══ Extracted information ══

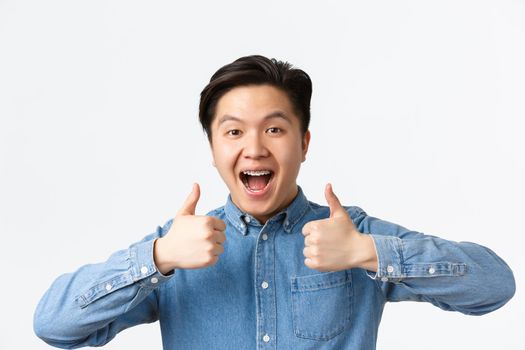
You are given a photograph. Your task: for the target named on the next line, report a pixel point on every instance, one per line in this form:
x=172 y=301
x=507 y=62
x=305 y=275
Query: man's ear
x=305 y=143
x=212 y=154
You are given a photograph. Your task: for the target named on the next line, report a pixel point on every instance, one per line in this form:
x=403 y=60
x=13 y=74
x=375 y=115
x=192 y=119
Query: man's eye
x=274 y=130
x=233 y=132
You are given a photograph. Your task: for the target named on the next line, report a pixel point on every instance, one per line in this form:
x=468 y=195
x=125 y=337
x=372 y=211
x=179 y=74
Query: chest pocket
x=321 y=304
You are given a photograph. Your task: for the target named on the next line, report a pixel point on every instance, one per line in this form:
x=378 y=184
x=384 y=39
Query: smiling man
x=269 y=269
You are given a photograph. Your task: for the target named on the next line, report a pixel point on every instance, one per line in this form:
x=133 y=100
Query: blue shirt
x=260 y=295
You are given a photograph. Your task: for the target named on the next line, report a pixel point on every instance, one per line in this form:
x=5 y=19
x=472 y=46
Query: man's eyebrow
x=276 y=114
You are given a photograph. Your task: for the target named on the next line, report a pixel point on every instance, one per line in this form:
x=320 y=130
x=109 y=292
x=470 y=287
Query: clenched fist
x=193 y=241
x=334 y=243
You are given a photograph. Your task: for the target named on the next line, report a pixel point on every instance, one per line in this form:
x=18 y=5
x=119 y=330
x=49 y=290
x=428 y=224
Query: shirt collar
x=290 y=215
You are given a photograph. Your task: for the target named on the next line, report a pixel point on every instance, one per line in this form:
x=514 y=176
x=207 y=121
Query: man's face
x=258 y=148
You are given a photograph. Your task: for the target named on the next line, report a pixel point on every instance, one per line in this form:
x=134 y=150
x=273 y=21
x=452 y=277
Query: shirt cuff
x=389 y=258
x=144 y=270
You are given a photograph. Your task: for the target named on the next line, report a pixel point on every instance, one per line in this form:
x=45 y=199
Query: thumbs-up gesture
x=334 y=243
x=193 y=241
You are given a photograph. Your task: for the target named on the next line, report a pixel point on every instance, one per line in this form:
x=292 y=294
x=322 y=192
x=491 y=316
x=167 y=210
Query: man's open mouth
x=256 y=180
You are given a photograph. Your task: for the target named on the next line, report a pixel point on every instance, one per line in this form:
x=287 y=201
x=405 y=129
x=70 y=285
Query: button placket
x=265 y=277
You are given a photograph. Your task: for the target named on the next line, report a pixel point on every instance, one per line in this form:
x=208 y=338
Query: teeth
x=256 y=172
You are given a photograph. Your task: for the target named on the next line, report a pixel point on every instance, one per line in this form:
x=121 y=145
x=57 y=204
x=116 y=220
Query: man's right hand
x=193 y=241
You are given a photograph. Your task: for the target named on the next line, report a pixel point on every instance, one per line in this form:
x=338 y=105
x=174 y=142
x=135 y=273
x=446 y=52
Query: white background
x=417 y=117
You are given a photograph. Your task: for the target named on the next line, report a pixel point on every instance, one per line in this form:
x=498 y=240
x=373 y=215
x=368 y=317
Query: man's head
x=256 y=113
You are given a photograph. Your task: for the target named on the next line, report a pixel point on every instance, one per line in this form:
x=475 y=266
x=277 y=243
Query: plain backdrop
x=417 y=117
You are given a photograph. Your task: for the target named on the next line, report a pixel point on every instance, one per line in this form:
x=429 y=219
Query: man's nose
x=255 y=147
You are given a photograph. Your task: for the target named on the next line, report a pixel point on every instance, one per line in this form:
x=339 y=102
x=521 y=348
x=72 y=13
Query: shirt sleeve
x=457 y=276
x=91 y=305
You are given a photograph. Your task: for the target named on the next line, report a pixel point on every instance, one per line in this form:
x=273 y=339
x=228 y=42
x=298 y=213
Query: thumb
x=188 y=208
x=336 y=209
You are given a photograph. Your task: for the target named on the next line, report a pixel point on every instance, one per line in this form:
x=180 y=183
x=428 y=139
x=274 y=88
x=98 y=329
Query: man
x=269 y=269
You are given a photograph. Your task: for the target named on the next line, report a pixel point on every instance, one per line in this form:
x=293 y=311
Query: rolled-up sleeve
x=459 y=276
x=90 y=306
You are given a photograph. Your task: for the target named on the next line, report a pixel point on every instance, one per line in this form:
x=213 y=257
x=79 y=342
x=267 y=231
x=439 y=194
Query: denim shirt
x=261 y=295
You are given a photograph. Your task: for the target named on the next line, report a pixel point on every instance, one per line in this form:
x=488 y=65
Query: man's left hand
x=334 y=243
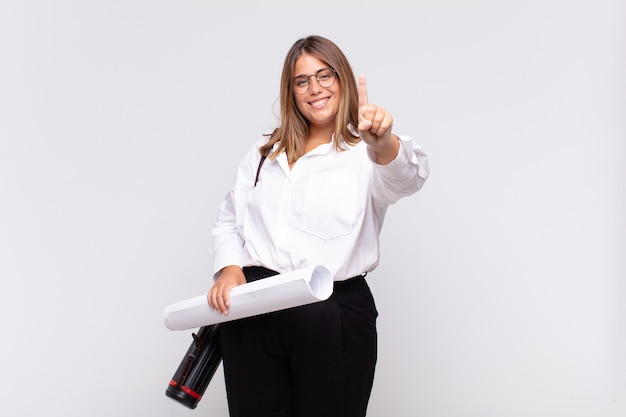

═══

[Description of the task] Given the records above, reproduce precisely and only the lines between the line holding "x=287 y=201" and the line holding "x=121 y=145", inclusive.

[Output of the exercise]
x=287 y=201
x=405 y=129
x=70 y=285
Query: button placket
x=265 y=277
You are given a photograph. Your task: for the target named on the next line, report a pixel point on every instance, one per line in this form:
x=208 y=338
Query: teeth
x=256 y=172
You are given a photograph. Your task: for the target named on the next line, report a pixel point on every instance, one per line in this form:
x=121 y=145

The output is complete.